▸ Exercise
Show every line below where "green" appears.

▸ Dataset entries
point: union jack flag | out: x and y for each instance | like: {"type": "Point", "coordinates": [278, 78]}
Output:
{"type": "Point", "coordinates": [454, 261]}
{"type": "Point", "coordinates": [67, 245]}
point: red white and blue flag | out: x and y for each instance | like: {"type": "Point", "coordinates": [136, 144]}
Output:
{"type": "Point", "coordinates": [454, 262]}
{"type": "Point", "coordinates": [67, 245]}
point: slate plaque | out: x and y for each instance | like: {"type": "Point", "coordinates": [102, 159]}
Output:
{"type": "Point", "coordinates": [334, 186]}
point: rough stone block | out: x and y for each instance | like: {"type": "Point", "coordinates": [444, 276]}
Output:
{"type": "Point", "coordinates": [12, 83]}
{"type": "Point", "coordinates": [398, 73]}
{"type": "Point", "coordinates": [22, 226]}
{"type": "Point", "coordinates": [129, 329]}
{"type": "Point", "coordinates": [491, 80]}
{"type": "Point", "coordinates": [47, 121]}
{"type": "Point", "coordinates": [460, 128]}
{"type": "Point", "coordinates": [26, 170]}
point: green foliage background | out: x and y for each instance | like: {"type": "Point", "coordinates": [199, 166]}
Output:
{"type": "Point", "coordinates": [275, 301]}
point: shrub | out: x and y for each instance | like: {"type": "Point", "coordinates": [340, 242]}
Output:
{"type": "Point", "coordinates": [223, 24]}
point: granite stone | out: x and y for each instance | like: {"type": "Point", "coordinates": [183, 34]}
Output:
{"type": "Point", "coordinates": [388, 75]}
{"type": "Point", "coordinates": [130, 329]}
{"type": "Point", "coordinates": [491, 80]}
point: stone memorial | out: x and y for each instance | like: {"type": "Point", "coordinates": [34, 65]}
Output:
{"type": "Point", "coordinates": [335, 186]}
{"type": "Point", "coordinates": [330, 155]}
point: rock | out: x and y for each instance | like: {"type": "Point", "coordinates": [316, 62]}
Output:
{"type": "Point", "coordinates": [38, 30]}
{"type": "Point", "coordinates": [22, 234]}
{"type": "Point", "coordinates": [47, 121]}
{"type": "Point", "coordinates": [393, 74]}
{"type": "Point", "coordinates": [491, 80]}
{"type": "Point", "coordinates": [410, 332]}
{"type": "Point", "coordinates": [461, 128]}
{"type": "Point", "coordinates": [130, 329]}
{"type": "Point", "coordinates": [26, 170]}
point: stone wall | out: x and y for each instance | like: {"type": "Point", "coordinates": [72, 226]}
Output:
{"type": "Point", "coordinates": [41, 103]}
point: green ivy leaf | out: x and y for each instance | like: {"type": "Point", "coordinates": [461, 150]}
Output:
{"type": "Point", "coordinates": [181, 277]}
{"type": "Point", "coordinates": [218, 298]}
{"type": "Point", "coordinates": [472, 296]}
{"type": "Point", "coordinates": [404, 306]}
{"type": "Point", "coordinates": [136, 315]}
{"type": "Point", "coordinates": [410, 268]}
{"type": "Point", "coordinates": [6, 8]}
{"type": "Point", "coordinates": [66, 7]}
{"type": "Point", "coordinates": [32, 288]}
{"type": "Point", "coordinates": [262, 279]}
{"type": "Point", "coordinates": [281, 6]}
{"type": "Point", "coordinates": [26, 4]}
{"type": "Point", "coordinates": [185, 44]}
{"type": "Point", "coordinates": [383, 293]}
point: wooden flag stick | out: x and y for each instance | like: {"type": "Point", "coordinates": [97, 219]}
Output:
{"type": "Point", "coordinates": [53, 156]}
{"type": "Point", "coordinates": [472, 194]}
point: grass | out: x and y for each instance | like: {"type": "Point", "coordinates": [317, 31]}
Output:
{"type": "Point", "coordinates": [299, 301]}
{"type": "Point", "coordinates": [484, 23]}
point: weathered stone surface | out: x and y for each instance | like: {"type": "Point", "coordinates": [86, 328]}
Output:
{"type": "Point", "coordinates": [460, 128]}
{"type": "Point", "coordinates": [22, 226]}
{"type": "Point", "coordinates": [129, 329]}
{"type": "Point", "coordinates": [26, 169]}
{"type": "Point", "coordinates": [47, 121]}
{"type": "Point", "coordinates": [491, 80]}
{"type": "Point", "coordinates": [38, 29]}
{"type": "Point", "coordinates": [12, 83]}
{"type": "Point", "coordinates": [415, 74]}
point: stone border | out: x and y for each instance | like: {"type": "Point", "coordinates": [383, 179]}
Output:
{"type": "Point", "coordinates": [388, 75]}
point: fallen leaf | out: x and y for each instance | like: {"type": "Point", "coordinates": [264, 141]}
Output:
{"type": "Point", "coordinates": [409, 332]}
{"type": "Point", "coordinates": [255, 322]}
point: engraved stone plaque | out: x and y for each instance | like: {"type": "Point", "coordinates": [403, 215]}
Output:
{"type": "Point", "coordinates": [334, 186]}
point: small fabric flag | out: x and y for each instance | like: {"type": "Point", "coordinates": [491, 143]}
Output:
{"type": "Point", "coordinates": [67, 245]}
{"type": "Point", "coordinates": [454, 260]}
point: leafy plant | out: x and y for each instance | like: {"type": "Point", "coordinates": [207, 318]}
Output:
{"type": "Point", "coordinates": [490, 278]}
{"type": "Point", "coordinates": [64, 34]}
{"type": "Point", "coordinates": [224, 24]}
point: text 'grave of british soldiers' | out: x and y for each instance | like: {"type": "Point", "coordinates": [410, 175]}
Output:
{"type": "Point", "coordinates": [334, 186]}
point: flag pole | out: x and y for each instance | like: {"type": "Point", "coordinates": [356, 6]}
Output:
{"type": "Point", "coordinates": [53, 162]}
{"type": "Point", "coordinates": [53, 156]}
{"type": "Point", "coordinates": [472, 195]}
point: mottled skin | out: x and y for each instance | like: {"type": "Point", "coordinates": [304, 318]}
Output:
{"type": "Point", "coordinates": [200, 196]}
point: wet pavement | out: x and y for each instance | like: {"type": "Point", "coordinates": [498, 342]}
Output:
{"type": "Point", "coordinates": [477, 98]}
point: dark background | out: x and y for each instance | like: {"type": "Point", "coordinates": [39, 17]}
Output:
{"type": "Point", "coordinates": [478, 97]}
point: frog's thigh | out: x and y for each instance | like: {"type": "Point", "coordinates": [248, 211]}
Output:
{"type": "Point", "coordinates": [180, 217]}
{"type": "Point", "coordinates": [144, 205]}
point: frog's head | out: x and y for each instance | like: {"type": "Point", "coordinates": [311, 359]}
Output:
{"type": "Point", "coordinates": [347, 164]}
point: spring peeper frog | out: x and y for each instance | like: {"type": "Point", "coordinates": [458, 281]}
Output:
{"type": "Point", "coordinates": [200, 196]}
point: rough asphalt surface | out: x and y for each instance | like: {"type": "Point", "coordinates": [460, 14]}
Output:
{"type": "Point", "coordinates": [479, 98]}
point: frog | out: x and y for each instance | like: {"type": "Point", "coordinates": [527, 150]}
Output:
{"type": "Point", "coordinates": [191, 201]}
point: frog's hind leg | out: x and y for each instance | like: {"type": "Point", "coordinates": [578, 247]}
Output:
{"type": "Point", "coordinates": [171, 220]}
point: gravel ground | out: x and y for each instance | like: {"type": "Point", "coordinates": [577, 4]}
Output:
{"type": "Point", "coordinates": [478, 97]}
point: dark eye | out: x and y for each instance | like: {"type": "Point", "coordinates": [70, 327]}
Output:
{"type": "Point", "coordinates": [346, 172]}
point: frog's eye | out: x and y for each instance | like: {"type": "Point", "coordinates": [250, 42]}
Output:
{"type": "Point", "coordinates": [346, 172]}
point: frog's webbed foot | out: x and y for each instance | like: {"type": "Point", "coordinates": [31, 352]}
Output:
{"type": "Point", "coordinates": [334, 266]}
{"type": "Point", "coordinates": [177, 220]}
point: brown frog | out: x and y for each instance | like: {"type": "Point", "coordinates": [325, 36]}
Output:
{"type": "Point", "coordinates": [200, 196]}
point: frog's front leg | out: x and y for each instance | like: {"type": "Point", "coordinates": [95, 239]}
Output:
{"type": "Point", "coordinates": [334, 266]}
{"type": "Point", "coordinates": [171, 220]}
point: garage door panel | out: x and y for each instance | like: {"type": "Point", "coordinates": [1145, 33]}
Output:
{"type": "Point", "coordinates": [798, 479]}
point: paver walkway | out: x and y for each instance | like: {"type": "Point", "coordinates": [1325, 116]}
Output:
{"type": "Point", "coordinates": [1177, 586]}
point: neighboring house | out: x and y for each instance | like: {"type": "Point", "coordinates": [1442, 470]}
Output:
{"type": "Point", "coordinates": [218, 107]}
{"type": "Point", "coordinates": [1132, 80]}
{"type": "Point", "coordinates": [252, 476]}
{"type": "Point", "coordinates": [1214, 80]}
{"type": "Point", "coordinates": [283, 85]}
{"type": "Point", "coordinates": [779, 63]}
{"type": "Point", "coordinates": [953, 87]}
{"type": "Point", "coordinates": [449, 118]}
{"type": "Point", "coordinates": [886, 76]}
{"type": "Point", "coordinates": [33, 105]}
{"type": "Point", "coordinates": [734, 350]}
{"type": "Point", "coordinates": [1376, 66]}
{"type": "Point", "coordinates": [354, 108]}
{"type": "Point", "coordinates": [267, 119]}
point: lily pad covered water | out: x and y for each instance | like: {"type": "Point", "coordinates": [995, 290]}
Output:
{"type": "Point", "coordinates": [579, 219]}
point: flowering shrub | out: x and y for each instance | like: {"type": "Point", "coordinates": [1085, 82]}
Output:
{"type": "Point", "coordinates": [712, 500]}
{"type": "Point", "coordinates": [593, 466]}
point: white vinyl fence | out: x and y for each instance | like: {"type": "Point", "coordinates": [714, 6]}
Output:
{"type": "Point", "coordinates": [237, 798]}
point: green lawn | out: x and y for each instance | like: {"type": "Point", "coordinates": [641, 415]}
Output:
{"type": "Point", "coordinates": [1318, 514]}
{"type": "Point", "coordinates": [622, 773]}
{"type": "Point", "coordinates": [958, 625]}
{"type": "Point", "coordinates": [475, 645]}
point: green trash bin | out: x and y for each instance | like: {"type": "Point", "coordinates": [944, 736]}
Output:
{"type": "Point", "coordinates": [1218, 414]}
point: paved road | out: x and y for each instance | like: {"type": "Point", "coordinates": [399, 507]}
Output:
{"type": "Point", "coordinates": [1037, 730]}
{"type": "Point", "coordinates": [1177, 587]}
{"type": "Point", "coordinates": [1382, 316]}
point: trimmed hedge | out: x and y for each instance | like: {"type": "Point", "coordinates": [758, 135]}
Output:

▸ Your solution
point: green foliage background | out: x and y for each instance | like: {"type": "Point", "coordinates": [199, 166]}
point: green ivy leaf | out: x and y for each instance | like: {"type": "Point", "coordinates": [461, 150]}
point: green lawn | out: x and y for each instance | like: {"type": "Point", "coordinates": [641, 415]}
point: green trash bin | out: x and y for each instance | like: {"type": "Point", "coordinates": [944, 736]}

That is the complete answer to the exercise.